What needs to be done:
Select every line of the records that contains the word "santa" and copy those lines.

Provided data:
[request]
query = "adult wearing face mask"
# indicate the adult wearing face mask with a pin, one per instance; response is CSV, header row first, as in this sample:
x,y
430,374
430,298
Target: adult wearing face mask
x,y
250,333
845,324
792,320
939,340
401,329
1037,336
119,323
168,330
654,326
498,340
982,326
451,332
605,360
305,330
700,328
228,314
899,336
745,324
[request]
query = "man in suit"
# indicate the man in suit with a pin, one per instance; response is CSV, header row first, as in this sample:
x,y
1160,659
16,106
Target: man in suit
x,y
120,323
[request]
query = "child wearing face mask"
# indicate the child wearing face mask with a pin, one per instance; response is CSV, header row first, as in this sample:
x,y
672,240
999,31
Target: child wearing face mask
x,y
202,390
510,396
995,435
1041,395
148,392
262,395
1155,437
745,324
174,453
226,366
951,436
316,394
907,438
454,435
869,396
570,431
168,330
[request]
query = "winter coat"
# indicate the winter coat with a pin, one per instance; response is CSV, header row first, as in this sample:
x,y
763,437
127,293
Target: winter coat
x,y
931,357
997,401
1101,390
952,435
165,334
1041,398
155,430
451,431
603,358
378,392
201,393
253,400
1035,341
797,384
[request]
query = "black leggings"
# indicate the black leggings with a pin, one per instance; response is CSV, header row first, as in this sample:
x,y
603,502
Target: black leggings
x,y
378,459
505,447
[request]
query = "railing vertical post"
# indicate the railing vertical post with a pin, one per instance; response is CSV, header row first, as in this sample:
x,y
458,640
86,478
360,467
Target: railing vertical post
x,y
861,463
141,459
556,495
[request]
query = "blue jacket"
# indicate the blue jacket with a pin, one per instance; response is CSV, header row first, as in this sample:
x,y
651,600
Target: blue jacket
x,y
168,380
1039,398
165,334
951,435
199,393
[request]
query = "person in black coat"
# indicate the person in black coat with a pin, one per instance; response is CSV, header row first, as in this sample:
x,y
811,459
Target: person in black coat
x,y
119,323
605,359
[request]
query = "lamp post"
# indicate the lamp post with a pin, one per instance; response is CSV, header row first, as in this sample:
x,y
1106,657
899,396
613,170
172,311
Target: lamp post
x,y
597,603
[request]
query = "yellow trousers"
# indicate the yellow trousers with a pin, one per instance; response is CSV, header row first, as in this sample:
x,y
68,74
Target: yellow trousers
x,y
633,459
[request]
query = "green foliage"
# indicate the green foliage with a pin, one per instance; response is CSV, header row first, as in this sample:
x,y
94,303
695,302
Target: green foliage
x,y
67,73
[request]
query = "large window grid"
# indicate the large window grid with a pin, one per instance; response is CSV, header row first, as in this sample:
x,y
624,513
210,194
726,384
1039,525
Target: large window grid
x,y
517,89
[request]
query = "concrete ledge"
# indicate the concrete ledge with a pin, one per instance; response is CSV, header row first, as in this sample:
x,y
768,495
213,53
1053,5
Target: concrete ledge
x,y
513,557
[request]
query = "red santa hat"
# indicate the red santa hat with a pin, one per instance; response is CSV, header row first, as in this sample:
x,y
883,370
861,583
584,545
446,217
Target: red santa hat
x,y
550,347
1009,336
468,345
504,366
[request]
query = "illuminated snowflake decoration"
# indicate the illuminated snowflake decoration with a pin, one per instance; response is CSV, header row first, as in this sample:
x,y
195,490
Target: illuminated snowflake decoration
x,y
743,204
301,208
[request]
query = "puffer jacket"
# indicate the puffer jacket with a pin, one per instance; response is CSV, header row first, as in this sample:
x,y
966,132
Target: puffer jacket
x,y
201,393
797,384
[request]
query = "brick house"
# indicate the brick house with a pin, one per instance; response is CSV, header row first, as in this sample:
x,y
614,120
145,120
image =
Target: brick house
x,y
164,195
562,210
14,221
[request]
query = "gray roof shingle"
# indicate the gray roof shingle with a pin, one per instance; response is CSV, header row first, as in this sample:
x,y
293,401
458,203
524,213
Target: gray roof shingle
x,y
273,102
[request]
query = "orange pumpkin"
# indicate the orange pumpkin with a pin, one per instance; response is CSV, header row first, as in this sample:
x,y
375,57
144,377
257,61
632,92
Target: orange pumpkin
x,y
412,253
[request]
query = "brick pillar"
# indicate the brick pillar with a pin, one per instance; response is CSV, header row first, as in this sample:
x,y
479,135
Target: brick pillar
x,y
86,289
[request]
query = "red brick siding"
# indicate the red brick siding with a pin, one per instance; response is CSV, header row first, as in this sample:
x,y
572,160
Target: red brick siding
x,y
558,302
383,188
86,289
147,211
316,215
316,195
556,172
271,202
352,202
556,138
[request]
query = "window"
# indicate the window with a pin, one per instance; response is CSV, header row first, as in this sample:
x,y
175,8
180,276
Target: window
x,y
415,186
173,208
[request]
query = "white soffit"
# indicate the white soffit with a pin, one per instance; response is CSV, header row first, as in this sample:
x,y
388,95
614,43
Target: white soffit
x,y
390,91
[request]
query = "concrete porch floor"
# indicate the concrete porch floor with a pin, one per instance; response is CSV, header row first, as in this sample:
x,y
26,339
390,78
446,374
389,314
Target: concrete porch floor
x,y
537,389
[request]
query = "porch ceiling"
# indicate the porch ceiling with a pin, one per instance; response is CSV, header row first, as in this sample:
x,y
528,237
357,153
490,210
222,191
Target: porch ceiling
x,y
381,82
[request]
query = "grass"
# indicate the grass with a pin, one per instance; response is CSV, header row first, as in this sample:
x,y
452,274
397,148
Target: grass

Response to this exercise:
query = "red santa hat"
# indicate the red santa hat with a pin, one per instance; response is CSV, header row first, as in this sample:
Target: red santa hat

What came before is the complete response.